与えられた指示 A. SIerのビジネスモデルについての文章で、「ソフトウェアパートナーシップモデル」を含む文に出てくる「」で囲まれた語句をすべて挙げてください。
与えられた指示 B. SIerのビジネスモデルについての文章から、「この「内製部隊として使って頂」で始まり「いか、というのが率直な感想。」までの部分を一字一句変えずに繰り返してください。

本文抜粋.
▬▬▬▬▬▬
時々出てくるSIerのビジネスモデルの話のようだ。

オフェンシブな開発~「納品しない受託開発」にみるソフトウェア受託開発の未来 - Social Change!
私たちは「お客様にとっての内製部隊として使って頂く」ことをコンセプトに提供しています。

この「内製部隊として使って頂く」というのは、それが全てとは思わないけど、一つの方向性としては賛成、という所でしょうか。
システムの開発や運用のマネジメントリスクを認識したユーザ企業にとっては、高度な技術を提供して手を動かしてくれる人さえいればいい、という事になると思うので。

で記事の内容、全体的には同意できない部分も多々あるかな、と。

「ディフェンシブ/オフェンシブ」というキーワードを「ビジネスモデル」にかけていたり、「開発」にかけていたりで、字句通り理解しようと思うと、それらの言葉への自分自身の先入観も手伝って、何を言っているのかよくわからない感じになったりしました。

まあ、言わんとしていることはなんとなくはわかりますが、一括請負受注の方がハイリスク・ハイリターンなわけで、ビジネスモデルとしてはむしろ「オフェンシブ」なんでは?とか思ったりします。
言葉のイメージだけの話ではありますが。
従来型で「やばいぞ」と言われている一括請負モデルに対するオルタナティブを積極的に模索し取り組んでいるという事で「オフェンシブ」だという事なんでしょうかね。

開発という観点では、そのハイリスク・ハイリターンな一括請負受注の中で極力リスク要因を排除していく為に、新しいチャレンジングな技術には取り組みづらいという意味で、「ディフェンシブ」だというのはまあ理解できます。

で、この「ソフトウェアパートナーシップモデル」という「新しいビジネスモデル」との事ですが、うーん、「クラウドアプリケーション」に拘る理由とかはイマイチよくわからないのでその点を無視しますが、これっていわゆる「ソフトウェアエンジニアリングサービス」とか言ったりして、割と普通なんではないか、というのが率直な感想。

特に保守・運用フェーズでは、顧客の予算の都合という理由が大きいと思いますけど、一定期間の固定金額の中で改善も含めて優先度付けながらやれることをやっていきましょう、っていうのはごく普通な事のように思うわけです。
▬▬▬▬▬▬
与えられたデータ.
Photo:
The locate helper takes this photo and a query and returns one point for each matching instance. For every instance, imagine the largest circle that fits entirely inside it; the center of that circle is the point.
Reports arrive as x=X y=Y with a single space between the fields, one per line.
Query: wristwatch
▬▬▬▬▬▬
出力 A.
ソフトウェアパートナーシップモデル
新しいビジネスモデル
クラウドアプリケーション
ソフトウェアエンジニアリングサービス

出力 B.
この「内製部隊として使って頂く」というのは、それが全てとは思わないけど、一つの方向性としては賛成、という所でしょうか。
システムの開発や運用のマネジメントリスクを認識したユーザ企業にとっては、高度な技術を提供して手を動かしてくれる人さえいればいい、という事になると思うので。

で記事の内容、全体的には同意できない部分も多々あるかな、と。

「ディフェンシブ/オフェンシブ」というキーワードを「ビジネスモデル」にかけていたり、「開発」にかけていたりで、字句通り理解しようと思うと、それらの言葉への自分自身の先入観も手伝って、何を言っているのかよくわからない感じになったりしました。

まあ、言わんとしていることはなんとなくはわかりますが、一括請負受注の方がハイリスク・ハイリターンなわけで、ビジネスモデルとしてはむしろ「オフェンシブ」なんでは?とか思ったりします。
言葉のイメージだけの話ではありますが。
従来型で「やばいぞ」と言われている一括請負モデルに対するオルタナティブを積極的に模索し取り組んでいるという事で「オフェンシブ」だという事なんでしょうかね。

開発という観点では、そのハイリスク・ハイリターンな一括請負受注の中で極力リスク要因を排除していく為に、新しいチャレンジングな技術には取り組みづらいという意味で、「ディフェンシブ」だというのはまあ理解できます。

で、この「ソフトウェアパートナーシップモデル」という「新しいビジネスモデル」との事ですが、うーん、「クラウドアプリケーション」に拘る理由とかはイマイチよくわからないのでその点を無視しますが、これっていわゆる「ソフトウェアエンジニアリングサービス」とか言ったりして、割と普通なんではないか、というのが率直な感想。